**TEXT FOR ANALYSIS**
Learning is considered to be a boring process which requires much effort and rote-learning. No one likes monotonous work, but when the issue discussed in the classroom covers the sphere of the learner’s interest motivation increases instantly. It was mentioned in points six and seven above. Students learn not because they are made to or because they are having a test tomorrow, but because they are carried away by what they learn. But technical students seldom happen to be interested in learning foreign languages; consequently, teachers have to awaken this interest. Making this process interesting requires much of the teacher’s effort. There are a number of things a teacher should remember to make his classes more interesting for students:
Be enthusiastic. [3, p.50] If you look indifferent you will hardly be able to inspire anyone, but if you are full of interest and energy students “get infected” with your enthusiasm.
Focus on curiosity-inducing questions rather than delivery of facts. [3, p.50] The process of searching for the answer is much more interesting than getting ready made answers.
Show the relevance of what you are teaching to the real world. [3, p.50] When students have an opportunity to apply their knowledge or at least see how and where they can do it they learn more willingly.

**WHAT YOU NEED TO DO**
a – Which things does the passage on making classes interesting say a teacher should remember? List all of them.
b – In the passage on making classes interesting, what do technical students seldom happen to be interested in?
c – Carry on the passage about making language classes interesting for technical students, continuing from its final sentence.

**DATASET ENTRIES**

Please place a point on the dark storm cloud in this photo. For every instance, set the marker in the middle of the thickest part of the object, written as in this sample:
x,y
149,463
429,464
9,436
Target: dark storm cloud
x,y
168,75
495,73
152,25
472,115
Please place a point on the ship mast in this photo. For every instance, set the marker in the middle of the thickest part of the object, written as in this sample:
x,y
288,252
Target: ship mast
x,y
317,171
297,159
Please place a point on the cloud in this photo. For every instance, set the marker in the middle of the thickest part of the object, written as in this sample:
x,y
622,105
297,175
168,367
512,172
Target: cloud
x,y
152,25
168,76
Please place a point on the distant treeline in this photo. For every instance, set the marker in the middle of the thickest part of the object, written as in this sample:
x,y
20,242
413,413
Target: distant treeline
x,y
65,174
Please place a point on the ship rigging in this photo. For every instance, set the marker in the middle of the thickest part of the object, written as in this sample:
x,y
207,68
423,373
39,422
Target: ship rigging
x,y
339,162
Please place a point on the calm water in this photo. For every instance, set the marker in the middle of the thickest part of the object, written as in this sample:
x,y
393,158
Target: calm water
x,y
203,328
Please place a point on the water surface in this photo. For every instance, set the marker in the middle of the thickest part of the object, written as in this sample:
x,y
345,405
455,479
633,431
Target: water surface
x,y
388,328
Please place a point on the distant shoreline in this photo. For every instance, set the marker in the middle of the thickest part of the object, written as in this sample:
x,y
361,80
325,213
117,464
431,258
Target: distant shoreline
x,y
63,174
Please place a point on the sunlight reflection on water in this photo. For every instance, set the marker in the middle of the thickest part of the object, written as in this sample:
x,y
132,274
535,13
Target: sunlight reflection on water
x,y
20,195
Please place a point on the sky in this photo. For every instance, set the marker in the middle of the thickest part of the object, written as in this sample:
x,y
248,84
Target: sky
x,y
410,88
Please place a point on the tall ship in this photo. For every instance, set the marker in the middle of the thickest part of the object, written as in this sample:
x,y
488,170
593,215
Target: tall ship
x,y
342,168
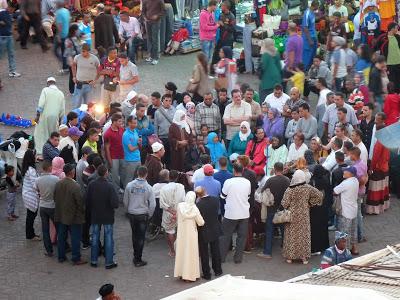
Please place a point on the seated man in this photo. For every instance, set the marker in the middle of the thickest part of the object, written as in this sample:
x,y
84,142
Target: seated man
x,y
338,253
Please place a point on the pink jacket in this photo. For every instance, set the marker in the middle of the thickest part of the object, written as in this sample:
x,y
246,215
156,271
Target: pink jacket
x,y
208,27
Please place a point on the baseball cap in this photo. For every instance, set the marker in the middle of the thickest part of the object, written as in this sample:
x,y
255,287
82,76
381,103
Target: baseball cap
x,y
74,131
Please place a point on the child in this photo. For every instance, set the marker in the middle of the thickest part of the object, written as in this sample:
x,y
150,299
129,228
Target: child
x,y
11,192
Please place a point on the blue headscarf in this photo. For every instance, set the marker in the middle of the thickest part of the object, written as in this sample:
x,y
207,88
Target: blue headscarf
x,y
217,149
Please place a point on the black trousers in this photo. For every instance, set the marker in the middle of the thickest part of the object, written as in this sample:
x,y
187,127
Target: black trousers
x,y
30,220
139,227
215,257
35,21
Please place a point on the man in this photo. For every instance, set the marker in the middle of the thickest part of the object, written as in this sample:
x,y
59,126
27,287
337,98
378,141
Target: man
x,y
277,186
113,149
131,143
357,137
69,214
309,34
30,12
50,110
130,34
376,91
212,187
50,149
277,99
128,76
207,113
110,69
7,40
153,10
330,117
367,124
307,124
105,31
101,201
255,107
154,164
162,121
208,29
140,203
236,192
235,113
210,233
170,195
45,185
84,74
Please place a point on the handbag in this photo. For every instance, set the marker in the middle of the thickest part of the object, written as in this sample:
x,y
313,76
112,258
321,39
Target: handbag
x,y
282,216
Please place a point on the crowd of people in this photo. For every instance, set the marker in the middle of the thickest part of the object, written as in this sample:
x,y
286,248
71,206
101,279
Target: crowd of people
x,y
205,165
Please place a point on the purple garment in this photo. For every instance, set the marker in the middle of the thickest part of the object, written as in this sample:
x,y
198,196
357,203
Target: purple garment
x,y
362,170
294,43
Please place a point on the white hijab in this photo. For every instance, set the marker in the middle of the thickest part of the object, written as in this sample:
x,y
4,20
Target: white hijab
x,y
180,120
243,136
188,208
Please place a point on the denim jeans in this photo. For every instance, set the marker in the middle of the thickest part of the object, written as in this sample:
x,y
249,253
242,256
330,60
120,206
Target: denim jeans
x,y
47,214
139,227
81,96
108,243
76,232
207,48
7,44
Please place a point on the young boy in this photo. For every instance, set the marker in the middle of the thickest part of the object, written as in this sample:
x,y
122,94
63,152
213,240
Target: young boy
x,y
11,192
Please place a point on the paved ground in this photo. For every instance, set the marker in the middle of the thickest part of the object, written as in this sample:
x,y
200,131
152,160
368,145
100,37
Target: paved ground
x,y
27,274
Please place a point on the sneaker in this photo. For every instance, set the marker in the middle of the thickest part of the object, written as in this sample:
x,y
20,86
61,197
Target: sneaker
x,y
14,74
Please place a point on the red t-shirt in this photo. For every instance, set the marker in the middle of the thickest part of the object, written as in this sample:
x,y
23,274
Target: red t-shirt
x,y
114,138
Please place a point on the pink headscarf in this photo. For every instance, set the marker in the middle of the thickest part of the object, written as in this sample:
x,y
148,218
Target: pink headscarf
x,y
57,166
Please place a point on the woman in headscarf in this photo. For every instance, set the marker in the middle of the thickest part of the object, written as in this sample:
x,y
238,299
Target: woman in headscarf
x,y
298,199
217,149
226,68
270,70
239,141
179,139
255,150
275,152
187,264
319,215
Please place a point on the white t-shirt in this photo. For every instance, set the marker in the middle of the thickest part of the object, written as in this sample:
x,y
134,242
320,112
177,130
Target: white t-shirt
x,y
277,103
348,191
236,192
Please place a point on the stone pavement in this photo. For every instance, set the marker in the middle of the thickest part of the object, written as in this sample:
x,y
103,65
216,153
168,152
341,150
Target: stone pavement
x,y
25,273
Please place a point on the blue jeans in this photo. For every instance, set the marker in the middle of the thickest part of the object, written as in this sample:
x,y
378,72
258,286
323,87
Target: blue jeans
x,y
76,232
108,243
207,48
7,44
81,96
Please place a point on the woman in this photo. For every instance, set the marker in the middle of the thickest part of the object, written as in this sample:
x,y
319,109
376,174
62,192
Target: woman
x,y
30,195
198,84
270,68
73,47
217,149
255,150
274,124
187,264
275,152
298,199
226,69
319,215
240,140
391,105
179,139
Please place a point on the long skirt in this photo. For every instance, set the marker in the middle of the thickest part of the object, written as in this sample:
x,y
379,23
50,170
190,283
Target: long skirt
x,y
378,193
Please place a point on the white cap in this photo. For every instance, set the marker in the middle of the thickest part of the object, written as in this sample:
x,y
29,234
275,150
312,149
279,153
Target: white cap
x,y
156,147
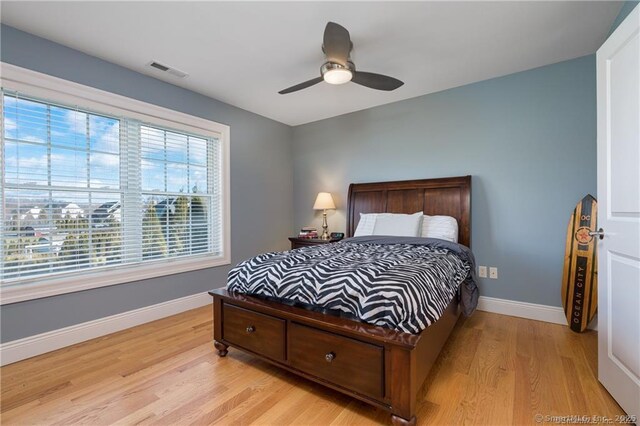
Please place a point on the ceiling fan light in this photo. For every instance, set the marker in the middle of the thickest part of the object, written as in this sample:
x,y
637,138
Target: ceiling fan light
x,y
338,76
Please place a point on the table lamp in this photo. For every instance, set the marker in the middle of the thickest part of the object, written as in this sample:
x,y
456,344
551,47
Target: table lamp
x,y
324,202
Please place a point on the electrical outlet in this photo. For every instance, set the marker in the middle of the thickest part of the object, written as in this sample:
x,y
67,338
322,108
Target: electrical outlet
x,y
493,272
482,271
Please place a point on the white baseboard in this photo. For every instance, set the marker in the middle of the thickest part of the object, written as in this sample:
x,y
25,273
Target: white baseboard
x,y
17,350
552,314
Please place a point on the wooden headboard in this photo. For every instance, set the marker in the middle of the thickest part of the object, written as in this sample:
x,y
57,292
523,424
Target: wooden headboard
x,y
444,196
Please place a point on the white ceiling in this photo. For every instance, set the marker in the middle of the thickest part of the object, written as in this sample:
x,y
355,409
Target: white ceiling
x,y
244,53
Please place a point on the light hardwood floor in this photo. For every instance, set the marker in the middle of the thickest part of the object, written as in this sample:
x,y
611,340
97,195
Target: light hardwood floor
x,y
494,370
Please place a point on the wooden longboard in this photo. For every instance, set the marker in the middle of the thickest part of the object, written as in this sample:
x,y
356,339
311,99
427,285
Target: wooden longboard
x,y
580,276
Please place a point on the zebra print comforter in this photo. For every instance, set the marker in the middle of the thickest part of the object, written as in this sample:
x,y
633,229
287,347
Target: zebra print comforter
x,y
396,282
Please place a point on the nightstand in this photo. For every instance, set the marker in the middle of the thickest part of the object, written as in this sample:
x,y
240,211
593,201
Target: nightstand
x,y
304,242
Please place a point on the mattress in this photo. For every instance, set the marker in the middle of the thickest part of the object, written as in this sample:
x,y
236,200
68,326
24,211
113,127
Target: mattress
x,y
404,283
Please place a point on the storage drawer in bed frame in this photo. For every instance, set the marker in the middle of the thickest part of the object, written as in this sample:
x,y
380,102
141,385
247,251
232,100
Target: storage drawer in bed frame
x,y
349,356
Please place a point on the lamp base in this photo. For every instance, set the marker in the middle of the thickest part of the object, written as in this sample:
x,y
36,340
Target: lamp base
x,y
325,234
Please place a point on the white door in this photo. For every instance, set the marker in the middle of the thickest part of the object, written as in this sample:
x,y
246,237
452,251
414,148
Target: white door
x,y
618,70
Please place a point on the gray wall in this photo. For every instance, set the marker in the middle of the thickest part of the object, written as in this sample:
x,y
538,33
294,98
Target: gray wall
x,y
261,186
528,139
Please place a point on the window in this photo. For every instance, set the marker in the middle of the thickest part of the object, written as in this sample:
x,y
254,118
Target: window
x,y
97,191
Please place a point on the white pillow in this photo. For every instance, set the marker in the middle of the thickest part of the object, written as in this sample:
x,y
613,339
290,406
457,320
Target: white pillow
x,y
399,225
443,227
366,224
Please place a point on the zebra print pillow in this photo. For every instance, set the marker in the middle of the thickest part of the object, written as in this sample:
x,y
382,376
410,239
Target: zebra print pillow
x,y
401,283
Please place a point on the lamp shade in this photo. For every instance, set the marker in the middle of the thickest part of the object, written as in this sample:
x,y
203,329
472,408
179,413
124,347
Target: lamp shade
x,y
324,202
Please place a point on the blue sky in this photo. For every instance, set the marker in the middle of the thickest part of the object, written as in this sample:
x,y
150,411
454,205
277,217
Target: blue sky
x,y
178,168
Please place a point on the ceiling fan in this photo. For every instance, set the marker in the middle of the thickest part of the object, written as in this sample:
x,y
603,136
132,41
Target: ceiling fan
x,y
339,69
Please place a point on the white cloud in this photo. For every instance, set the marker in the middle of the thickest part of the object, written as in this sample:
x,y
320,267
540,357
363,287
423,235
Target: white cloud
x,y
105,160
30,138
9,124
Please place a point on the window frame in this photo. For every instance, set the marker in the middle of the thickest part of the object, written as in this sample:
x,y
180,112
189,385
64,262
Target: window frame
x,y
54,89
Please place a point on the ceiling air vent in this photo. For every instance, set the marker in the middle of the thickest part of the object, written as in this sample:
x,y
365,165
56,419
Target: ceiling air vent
x,y
173,71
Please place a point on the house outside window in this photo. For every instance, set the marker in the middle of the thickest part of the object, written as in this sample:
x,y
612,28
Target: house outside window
x,y
92,188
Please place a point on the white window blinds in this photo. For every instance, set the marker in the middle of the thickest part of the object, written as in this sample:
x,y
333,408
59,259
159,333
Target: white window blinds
x,y
83,191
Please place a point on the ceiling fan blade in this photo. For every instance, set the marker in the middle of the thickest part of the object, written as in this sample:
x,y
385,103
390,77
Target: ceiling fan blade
x,y
336,43
301,86
376,81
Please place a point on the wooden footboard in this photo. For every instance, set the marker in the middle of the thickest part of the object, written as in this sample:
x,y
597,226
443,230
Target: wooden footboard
x,y
385,368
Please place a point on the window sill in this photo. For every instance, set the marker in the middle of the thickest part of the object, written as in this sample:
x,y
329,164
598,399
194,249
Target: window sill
x,y
22,291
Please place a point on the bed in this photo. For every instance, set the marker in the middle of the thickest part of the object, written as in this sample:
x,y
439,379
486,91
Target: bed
x,y
378,365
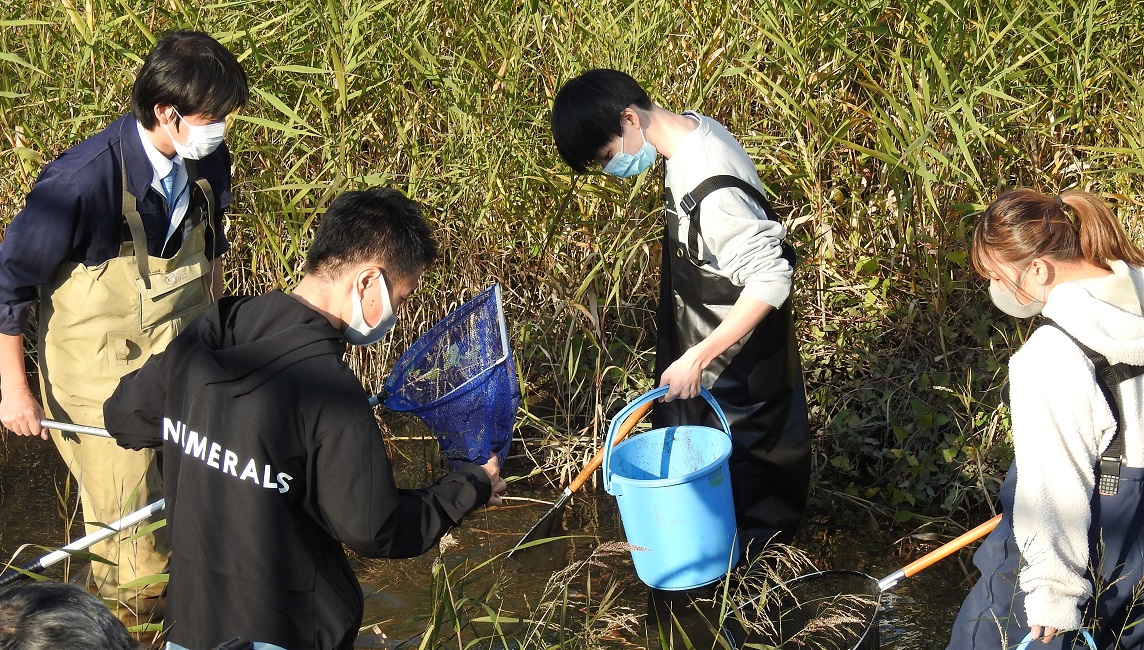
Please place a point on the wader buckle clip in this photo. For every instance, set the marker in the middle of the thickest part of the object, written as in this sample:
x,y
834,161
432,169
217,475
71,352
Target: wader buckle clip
x,y
1107,482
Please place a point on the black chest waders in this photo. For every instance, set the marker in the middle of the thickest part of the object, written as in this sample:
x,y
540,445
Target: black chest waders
x,y
757,381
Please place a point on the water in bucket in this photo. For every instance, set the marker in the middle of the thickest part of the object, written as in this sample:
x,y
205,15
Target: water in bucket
x,y
673,488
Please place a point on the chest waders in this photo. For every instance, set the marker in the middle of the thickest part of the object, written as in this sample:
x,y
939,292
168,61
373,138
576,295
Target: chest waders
x,y
757,381
97,324
993,613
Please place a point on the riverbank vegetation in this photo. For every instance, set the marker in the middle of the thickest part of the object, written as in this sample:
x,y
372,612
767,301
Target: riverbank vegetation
x,y
880,127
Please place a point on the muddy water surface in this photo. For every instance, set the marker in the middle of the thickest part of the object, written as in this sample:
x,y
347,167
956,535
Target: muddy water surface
x,y
470,563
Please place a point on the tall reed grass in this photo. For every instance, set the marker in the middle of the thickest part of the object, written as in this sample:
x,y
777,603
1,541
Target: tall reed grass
x,y
880,127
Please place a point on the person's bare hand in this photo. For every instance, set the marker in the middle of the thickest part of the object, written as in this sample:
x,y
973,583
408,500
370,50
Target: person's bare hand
x,y
22,413
683,377
492,468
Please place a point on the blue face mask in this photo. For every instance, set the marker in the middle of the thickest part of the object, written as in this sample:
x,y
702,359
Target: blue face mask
x,y
625,165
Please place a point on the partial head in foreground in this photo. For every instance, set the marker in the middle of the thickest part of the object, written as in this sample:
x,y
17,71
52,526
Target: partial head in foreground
x,y
49,616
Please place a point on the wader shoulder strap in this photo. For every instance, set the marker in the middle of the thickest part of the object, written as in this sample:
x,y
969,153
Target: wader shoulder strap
x,y
134,221
204,185
1107,378
691,203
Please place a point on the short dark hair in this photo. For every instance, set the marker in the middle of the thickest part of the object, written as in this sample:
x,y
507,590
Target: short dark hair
x,y
586,113
192,72
48,615
375,224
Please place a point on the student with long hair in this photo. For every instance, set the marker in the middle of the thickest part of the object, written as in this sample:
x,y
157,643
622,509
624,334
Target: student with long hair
x,y
1067,553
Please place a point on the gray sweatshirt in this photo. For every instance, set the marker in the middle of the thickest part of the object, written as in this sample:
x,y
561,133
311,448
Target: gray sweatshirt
x,y
738,240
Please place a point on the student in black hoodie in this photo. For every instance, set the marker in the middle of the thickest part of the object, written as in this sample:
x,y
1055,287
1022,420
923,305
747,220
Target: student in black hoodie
x,y
272,458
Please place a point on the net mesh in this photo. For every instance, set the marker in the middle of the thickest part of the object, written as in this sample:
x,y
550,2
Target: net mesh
x,y
831,610
460,380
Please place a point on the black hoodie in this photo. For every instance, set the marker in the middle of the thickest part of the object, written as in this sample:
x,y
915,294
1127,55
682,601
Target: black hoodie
x,y
272,459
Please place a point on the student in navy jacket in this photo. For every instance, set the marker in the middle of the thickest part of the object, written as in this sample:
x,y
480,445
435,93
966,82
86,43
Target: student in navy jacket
x,y
119,246
272,456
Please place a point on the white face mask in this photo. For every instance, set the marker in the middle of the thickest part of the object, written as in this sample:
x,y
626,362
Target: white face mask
x,y
1007,300
201,140
360,333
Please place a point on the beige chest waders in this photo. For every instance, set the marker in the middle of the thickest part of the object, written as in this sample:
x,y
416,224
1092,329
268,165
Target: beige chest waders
x,y
97,324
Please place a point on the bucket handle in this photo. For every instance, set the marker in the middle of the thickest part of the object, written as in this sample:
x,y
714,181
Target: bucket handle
x,y
1085,634
622,415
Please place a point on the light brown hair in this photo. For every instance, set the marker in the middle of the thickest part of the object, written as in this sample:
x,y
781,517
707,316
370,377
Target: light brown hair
x,y
1024,224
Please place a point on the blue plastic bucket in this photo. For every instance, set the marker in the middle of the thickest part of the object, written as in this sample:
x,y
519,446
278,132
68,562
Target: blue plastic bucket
x,y
673,486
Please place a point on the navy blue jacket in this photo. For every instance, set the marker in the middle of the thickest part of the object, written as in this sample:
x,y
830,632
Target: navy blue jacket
x,y
74,214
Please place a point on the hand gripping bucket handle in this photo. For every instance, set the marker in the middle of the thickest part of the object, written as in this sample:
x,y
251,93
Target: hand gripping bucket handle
x,y
622,415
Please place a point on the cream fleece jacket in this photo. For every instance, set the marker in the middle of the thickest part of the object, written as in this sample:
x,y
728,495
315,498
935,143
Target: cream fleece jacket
x,y
738,239
1061,423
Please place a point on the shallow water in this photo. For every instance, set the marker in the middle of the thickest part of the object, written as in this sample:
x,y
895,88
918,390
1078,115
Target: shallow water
x,y
918,615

**ANSWERS PER TASK**
a –
Be enthusiastic.
Focus on curiosity-inducing questions rather than delivery of facts.
Show the relevance of what you are teaching to the real world.

b – Learning foreign languages.

c –
Make use of student creativity and self-expression. [3, p.50] It works because students do not read the texts written by somebody else or do sets of exercises, but can design their own products. They can also demonstrate their talents and skills not related to language learning directly, for instance, teachers can use activities which include drawing, creating stories, singing etc.
Make sure students are active. [3, p.50] Firstly, the harder the students work, the more they value the result. Secondly, when everyone is involved in the activity it increases the competition and excitement.
Change the students’ activity regularly. [3, p.50] Students get tired faster if they keep doing one and the same for some time. But if the activities are changed regularly they do not notice for how long they have worked.
Very few of us, teachers, are lucky enough to have the classrooms filled with students willing to learn. But, as far as motivation is one of the keys to successful learning, not only students but also teachers are interested in increasing it. For this reason the tips mentioned in the article can be rather helpful for teachers, especially for those who are at the beginning of their career.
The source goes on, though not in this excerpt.